*TASK INPUT:*
● ● ● ● ●

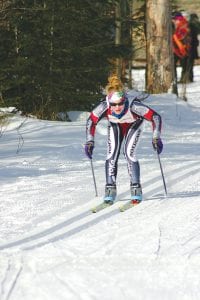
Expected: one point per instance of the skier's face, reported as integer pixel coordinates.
(117, 107)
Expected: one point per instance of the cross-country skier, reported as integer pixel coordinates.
(124, 123)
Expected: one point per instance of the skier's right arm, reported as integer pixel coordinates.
(95, 116)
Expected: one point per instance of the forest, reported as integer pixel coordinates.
(56, 55)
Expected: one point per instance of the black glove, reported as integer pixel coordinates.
(157, 145)
(89, 147)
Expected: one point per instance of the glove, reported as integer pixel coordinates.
(89, 147)
(157, 145)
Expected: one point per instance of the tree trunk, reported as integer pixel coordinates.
(159, 49)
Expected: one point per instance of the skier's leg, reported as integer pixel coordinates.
(130, 147)
(114, 142)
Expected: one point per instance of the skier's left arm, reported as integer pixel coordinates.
(151, 115)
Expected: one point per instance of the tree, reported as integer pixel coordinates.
(158, 49)
(56, 54)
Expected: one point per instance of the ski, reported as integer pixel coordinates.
(100, 207)
(127, 205)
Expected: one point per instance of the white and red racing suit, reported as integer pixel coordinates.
(128, 128)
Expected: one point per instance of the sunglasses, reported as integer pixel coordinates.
(117, 104)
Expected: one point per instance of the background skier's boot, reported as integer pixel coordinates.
(110, 193)
(136, 193)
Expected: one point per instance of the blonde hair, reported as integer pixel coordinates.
(114, 84)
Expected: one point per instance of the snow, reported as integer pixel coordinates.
(53, 247)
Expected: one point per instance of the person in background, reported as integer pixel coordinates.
(124, 123)
(194, 25)
(181, 42)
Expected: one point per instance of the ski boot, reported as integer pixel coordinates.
(110, 194)
(136, 193)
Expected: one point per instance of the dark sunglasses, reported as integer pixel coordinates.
(117, 104)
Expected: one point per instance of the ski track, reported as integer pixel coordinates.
(62, 230)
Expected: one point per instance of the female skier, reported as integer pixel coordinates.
(124, 123)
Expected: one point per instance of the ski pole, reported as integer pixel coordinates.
(163, 178)
(94, 180)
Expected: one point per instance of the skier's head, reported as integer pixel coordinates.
(118, 103)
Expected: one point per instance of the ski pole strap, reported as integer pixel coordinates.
(163, 178)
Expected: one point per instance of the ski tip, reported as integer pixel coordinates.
(93, 210)
(121, 209)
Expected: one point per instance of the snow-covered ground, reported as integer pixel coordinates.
(53, 248)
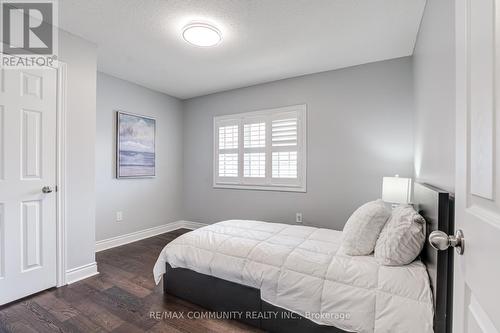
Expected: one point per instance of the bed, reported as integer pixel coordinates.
(295, 277)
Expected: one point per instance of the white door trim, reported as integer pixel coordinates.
(61, 175)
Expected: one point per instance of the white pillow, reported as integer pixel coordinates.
(363, 228)
(402, 238)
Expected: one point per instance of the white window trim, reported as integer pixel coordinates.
(283, 185)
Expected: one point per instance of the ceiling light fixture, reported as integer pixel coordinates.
(201, 34)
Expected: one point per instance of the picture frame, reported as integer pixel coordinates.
(135, 145)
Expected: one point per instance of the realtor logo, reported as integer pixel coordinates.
(29, 33)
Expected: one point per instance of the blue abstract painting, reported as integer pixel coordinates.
(135, 146)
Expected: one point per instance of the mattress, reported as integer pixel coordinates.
(300, 269)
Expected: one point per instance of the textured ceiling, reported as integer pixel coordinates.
(263, 40)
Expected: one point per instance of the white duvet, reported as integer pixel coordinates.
(299, 268)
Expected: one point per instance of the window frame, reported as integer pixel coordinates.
(267, 183)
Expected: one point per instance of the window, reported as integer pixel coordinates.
(263, 150)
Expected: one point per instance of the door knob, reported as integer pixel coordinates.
(47, 189)
(441, 241)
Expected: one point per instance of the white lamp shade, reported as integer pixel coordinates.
(396, 190)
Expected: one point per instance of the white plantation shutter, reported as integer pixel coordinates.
(228, 151)
(261, 150)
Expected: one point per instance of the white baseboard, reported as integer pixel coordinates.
(146, 233)
(79, 273)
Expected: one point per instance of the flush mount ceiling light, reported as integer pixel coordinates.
(201, 34)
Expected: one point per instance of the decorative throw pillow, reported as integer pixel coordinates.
(363, 228)
(402, 238)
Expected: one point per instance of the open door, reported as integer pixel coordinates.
(477, 271)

● ● ● ● ●

*WHAT YOU HAVE TO DO:* Give the lines exactly as they stand, from the line with "Expected: one point per instance of the white lamp" through the end of the material.

*SOLUTION:*
Expected: one point per instance of the white lamp shade, reported as integer pixel coordinates.
(396, 190)
Expected: one point per instance of the white plantation shutter, reported as integer pixel coordinates.
(228, 151)
(261, 150)
Expected: one point per instance of the white baseboard, reported as integer pixel coordinates.
(146, 233)
(79, 273)
Expected: one point per instance of the flush mount ceiling light, reported as integer pixel coordinates.
(201, 34)
Expected: one point per instance of the decorative throw pillow, reported as integer pixel coordinates.
(363, 228)
(402, 238)
Expected: one point per instance of the open door, reported as integer pixel coordinates.
(477, 271)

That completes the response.